__Supplied text__.
>> Begin

Honorable mentions that almost do the job include the rule stating “if it takes less than X seconds, do it now. Else, do it later” or the Eisenhower matrix.
Now the bad news is that I couldn’t find any magic bullet because it’s hard to judge the effectiveness of a time management method other than by measuring some form of output.
The problem lies in both the “judging” part and the “output” part.
Time Management or Judgement?
Let me start with the output part.
For most of us, output is really a function of input (tasks, requests, workload etc.). That is the reason you work, study or pursue any other occupation.
Input is by nature uneven. Most things in nature come in waves, with troughs, peaks and periodicities.
In most jobs, you will have to deal with parallel tasks, increasing the complexity of time management.
If you’re lucky enough, you can rearrange these tasks to ensure you only deal with a sequential workload.
Still, no matter how good you are at managing time, you will find yourself overwhelmed at some point (that is a good sign of your job not being redundant). Peaks are to be expected.
That doesn’t mean your time management sucks. It’s just how reality works.

As for the “judging” part, it’s linked to the hedonic treadmill.
As your time management improves (along with your productivity), your expectations for what (peak) performance should look like also increase.
Unfortunately, time management can only go so far before technology or recruiting have to be introduced in the picture to sustain output growth.
Getting to the (break-even) point
You might be wondering at this point how this article will help you in your quest for efficient time management?
We will draw from an economic concept taught in all business schools: break-even analysis.
The idea is that, instead of dwelling on the details of each possible scenario of sales to forecast revenue and then deduce profits at the end, you determine how many units of sales you will need to “break-even”.
This target number of sales is called the break-even point.
It’s not complex but there could be more rigorous ways to define it in economics.
But that is beyond the point of this article. My goal is to draw a parallel between break-even analysis and time management.
As I cannot assume everyone went to business school or were exposed to this specific concept, I will give you a refresher on break-even point calculation.
We will consider the case of Mr. Yogurt who’s thinking about launching a yogurt business.
You start with a lump sum investment to launch any business. For simplification, this investment will be considered an expense in full.
These expenses are fixed. This means that they can reasonably be expected to stay constant as the level of production varies.

>> End

__Dataset__.
>> Begin

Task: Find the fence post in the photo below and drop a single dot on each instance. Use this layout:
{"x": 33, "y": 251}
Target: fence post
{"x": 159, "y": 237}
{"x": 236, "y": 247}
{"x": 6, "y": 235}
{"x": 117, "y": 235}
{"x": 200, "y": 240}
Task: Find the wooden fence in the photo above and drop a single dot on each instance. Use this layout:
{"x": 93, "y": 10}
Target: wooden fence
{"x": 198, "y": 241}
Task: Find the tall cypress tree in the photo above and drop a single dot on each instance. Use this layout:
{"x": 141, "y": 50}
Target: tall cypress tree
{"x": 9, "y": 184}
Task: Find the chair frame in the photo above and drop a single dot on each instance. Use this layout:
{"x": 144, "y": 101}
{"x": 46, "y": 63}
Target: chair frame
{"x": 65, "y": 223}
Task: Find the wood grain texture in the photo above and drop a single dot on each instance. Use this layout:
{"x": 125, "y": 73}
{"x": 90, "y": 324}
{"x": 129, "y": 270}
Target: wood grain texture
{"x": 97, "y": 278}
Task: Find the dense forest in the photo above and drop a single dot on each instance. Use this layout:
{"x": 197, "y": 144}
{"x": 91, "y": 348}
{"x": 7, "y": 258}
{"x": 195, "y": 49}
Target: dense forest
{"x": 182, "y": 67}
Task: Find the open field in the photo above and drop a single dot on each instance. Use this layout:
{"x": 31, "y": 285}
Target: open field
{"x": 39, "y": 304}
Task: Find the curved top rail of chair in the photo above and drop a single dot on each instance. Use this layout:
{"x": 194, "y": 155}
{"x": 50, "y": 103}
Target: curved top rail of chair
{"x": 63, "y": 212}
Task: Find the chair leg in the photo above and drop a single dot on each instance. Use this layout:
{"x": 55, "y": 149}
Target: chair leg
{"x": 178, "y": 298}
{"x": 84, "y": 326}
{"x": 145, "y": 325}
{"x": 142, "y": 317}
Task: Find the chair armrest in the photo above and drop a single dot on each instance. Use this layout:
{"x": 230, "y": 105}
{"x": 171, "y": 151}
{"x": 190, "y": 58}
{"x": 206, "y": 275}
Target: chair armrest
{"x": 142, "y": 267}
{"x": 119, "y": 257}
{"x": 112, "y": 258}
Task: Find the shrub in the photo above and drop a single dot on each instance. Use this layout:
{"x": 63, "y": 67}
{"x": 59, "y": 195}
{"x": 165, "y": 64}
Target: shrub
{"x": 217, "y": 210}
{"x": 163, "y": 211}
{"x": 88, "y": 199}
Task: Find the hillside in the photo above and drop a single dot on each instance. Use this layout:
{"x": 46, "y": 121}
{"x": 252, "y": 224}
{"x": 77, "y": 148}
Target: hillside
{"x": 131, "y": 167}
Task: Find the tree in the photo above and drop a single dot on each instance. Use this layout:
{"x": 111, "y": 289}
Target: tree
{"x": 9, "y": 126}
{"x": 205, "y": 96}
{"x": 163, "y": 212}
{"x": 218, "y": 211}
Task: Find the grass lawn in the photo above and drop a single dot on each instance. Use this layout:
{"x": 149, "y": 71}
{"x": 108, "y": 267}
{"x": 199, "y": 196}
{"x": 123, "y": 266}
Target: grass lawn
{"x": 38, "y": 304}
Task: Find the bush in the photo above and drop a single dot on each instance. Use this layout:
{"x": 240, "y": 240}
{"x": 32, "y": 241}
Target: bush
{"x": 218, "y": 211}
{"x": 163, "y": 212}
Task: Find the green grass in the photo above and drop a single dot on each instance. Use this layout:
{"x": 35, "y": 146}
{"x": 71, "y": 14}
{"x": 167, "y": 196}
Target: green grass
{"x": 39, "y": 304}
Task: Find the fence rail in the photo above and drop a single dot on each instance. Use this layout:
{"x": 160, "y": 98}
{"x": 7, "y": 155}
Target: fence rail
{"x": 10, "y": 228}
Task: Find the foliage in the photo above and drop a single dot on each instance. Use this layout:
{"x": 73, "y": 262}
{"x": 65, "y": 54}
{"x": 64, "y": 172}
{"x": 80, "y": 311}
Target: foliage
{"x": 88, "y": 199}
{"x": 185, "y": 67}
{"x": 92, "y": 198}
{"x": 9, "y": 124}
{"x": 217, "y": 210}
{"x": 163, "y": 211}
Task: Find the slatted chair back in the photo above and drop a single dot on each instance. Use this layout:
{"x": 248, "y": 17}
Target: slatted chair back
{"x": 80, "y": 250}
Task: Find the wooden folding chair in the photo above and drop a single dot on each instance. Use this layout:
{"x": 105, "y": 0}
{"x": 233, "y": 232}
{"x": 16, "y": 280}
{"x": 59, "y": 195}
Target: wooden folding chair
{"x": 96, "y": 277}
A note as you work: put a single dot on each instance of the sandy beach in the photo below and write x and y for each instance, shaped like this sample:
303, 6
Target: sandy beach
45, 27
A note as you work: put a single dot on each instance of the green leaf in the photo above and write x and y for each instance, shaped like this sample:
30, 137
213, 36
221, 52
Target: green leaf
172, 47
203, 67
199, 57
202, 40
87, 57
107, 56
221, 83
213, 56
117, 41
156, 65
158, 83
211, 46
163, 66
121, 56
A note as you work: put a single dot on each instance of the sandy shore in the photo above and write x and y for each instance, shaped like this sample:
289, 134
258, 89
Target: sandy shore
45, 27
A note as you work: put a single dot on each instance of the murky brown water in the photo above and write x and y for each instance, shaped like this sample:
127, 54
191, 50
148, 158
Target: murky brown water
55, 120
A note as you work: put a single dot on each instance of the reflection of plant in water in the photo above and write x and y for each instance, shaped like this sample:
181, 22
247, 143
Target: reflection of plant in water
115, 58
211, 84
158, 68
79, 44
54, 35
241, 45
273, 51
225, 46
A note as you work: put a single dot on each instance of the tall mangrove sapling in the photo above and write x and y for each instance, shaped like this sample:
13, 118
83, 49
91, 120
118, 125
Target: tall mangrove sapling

>> End

__Exercise tasks__.
• A. Show each line of the records that contains the word "reflection".
• B. Write the next part of the time management article, picking up after its last sentence.
The records are unrelated to the time management article.

__Solved problems__.
• A.
A note as you work: put a single dot on each instance of the reflection of plant in water in the photo above and write x and y for each instance, shaped like this sample:
Target: reflection of plant in water

• B.
An example is rent. Even if you produce 10 extra units of yogurt, you won’t have to rent extra space for production or storage. We can therefore say that rent is (relatively) fixed.
What will change however is that each of these new units of yogurt will require individual packaging, that will have to be bought or manufactured.
This is a variable kind of expense as it changes proportionally to the change in the level of output.
We will go further and only concern ourselves with the unit variable cost (conveniently set at $3).
Each new unit of yogurt costs $3 to manufacture.
Mr. Yogurt just informed me that fixed expenses are set at a nice round $70,000 thanks to his exceptional business acumen.
Assuming there is demand for these yogurts (who buys those orange and chocolate chip ones?), a fair price of say $10 can be fetched for each new unit.
We’ll assume that this price is a constant (a *perfect* assumption to make, especially considering you probably already assumed at some point movement without friction for physics class).
The break-even point can finally be introduced. I reckon it’s just a very fancy term for this formula:

Whew, took us long enough to get here but the fun stuff starts now.
The denominator (Price – Unit Variable cost) is called the Unit Contribution Margin (UCM).
Again, fancy lingo to describe how much money each new unit of yogurt brings in.
It cannot yet be called profit since we still have the fixed expenses to account for.
The break-even is the solution to how many “UCMs” it takes to cover all the fixed expenses.
It will take 10,000 units of sales for Mr. Yogurt to cover all his expenses and hopefully start making a profit.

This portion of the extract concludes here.